# Work required
Edit the items from the line containing "tag=stone ledge" through the line containing "top-left (132, 253), bottom-right (210, 408)" by replacing "little girl" with "small child", and leave everything else unchanged. Return only those lines.

# Extracted information

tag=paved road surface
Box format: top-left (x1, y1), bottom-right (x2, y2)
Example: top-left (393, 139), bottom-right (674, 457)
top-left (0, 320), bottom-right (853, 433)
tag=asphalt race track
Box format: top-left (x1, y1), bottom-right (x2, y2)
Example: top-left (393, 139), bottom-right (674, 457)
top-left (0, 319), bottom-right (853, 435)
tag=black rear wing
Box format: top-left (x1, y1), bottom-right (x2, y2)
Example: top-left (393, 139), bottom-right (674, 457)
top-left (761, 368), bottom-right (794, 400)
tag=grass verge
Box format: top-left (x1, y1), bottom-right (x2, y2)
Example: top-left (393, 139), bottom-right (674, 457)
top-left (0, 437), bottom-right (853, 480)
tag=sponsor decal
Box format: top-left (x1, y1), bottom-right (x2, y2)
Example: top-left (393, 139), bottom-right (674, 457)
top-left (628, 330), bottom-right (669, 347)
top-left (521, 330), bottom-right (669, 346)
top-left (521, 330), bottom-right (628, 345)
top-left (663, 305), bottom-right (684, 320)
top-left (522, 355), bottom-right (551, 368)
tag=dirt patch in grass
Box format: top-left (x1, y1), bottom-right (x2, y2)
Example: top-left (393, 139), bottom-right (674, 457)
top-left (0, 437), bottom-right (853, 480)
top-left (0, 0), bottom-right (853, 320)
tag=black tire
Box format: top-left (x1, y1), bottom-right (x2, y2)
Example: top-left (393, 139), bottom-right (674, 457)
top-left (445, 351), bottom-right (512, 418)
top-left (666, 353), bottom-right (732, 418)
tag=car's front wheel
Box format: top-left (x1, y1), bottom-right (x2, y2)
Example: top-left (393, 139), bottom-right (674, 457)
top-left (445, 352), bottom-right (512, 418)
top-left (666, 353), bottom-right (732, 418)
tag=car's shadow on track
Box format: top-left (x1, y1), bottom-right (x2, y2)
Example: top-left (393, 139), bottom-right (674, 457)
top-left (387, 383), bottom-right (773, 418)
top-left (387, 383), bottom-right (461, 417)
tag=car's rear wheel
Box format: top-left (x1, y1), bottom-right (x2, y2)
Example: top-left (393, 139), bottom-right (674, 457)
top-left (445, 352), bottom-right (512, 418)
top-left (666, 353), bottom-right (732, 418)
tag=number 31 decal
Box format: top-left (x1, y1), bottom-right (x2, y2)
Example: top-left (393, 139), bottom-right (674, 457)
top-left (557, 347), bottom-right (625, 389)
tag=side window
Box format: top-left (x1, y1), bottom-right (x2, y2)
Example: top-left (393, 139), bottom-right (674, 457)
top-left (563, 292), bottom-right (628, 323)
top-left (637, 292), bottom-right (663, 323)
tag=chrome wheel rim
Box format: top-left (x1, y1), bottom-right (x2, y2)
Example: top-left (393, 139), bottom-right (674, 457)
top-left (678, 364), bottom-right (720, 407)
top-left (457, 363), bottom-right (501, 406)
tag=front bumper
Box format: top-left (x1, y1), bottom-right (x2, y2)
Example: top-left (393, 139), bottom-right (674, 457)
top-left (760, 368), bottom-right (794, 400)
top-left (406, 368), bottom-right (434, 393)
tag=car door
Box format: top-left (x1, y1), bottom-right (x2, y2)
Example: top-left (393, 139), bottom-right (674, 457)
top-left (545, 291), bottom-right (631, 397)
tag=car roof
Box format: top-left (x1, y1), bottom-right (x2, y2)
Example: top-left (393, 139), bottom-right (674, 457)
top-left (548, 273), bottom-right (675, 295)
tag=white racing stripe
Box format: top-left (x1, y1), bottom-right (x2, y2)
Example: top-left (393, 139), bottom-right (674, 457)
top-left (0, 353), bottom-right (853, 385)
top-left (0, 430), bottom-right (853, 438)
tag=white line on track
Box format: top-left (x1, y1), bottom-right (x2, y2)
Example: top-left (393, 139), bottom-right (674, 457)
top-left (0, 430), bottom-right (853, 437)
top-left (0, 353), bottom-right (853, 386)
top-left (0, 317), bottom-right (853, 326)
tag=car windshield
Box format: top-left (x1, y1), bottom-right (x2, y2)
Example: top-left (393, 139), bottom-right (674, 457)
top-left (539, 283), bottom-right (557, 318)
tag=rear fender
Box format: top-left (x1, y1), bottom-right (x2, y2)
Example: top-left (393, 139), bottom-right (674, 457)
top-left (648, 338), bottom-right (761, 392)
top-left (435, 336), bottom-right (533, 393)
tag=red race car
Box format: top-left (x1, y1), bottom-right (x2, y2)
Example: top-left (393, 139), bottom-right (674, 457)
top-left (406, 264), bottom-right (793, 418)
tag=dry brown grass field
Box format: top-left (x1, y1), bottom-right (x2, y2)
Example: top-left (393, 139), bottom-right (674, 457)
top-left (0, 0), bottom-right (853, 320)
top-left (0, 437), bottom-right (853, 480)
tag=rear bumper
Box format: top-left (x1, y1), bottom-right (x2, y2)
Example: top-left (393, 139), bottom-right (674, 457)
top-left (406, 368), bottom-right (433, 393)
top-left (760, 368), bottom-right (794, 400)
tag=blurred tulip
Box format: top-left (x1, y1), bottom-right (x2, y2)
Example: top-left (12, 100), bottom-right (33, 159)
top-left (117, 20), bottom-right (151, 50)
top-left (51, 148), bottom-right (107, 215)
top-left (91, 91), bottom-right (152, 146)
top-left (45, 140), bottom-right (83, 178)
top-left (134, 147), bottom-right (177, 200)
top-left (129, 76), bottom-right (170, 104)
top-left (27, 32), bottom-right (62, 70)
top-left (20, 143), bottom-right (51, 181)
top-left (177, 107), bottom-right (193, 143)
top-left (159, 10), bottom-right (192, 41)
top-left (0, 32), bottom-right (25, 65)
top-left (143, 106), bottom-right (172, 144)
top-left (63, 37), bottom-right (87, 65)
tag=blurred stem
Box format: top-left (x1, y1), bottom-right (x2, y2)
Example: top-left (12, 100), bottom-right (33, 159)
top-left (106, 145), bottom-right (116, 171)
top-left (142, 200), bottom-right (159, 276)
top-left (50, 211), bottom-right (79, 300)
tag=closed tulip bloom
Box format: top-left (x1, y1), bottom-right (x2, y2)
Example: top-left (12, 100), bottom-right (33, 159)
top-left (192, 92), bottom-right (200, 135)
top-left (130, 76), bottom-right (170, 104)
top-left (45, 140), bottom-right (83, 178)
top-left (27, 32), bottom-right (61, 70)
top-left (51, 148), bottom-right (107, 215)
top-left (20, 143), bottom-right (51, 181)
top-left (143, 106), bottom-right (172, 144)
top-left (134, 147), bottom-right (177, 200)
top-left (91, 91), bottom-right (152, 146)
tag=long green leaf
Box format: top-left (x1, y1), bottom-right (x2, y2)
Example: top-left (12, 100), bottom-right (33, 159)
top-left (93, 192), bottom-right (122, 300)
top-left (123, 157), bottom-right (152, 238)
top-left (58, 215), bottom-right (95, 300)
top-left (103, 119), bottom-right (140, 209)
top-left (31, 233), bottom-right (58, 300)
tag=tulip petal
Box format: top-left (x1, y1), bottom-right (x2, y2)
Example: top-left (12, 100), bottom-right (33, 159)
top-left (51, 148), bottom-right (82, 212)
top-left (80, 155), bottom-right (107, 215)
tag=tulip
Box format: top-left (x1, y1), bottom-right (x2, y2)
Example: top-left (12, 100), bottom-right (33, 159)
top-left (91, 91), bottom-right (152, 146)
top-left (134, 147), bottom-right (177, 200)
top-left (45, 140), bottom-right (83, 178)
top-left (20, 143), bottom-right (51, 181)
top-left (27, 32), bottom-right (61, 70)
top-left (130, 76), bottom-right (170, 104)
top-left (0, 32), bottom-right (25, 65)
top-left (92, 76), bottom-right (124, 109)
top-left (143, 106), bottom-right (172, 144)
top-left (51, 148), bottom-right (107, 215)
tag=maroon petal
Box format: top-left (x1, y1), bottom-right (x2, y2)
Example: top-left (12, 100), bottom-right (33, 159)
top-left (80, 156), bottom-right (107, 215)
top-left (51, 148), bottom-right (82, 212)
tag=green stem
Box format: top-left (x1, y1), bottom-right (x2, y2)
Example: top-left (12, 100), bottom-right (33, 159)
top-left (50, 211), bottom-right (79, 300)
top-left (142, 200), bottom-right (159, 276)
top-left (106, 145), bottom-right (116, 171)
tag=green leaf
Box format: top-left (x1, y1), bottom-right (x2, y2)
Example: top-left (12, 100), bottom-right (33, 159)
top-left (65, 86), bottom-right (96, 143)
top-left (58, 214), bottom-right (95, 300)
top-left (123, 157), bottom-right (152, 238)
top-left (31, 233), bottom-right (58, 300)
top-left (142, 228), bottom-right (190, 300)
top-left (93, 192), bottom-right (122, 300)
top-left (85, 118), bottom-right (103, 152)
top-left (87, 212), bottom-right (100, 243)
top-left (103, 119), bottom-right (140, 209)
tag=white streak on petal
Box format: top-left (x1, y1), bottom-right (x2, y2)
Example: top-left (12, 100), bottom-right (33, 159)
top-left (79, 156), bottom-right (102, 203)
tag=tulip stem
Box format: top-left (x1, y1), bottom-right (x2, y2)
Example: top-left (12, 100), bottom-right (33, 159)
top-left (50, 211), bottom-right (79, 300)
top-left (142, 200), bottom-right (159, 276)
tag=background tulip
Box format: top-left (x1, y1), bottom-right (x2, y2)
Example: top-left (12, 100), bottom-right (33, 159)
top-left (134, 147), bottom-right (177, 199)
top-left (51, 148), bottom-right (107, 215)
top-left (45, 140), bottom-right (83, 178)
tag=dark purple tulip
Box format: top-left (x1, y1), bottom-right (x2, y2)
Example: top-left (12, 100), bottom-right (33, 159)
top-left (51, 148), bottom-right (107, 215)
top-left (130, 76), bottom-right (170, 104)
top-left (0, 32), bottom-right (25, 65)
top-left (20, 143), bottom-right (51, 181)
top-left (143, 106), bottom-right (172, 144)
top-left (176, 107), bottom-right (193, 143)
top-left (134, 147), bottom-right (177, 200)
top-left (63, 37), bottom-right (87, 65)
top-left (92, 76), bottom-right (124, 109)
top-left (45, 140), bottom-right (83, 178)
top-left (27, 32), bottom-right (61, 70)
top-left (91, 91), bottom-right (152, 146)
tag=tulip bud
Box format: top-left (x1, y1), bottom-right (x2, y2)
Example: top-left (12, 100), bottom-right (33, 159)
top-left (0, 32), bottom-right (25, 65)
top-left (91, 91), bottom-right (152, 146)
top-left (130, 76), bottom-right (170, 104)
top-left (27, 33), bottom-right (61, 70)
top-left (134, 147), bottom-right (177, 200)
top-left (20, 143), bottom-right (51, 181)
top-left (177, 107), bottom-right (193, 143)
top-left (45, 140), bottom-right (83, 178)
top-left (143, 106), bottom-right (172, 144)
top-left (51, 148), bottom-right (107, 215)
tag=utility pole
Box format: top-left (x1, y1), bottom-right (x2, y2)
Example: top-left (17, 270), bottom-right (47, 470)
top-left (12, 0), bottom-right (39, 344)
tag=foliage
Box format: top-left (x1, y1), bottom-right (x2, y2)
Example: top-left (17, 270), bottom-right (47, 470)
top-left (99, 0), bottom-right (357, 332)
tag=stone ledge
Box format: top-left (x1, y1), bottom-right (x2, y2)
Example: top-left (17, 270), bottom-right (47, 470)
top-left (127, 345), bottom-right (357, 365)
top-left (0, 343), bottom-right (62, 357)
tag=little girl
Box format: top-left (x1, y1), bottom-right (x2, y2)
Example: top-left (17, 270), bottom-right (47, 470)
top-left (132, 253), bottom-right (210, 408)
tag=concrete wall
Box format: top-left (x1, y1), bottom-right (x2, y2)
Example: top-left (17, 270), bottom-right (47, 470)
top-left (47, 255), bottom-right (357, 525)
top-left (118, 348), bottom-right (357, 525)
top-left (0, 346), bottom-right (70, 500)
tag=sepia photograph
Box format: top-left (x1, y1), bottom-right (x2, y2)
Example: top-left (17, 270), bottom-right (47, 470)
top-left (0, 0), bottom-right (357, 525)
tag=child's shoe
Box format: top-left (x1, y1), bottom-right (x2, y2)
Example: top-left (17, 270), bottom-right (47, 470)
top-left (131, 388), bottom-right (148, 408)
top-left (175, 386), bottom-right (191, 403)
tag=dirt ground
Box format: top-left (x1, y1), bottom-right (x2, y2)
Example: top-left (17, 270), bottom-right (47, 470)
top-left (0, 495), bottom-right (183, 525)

# Written response
tag=stone ledge
Box format: top-left (x1, y1), bottom-right (x2, y2)
Example: top-left (17, 270), bottom-right (47, 470)
top-left (127, 345), bottom-right (357, 365)
top-left (0, 343), bottom-right (62, 357)
tag=small child
Box format: top-left (x1, y1), bottom-right (x2, y2)
Example: top-left (17, 270), bottom-right (47, 470)
top-left (132, 253), bottom-right (210, 408)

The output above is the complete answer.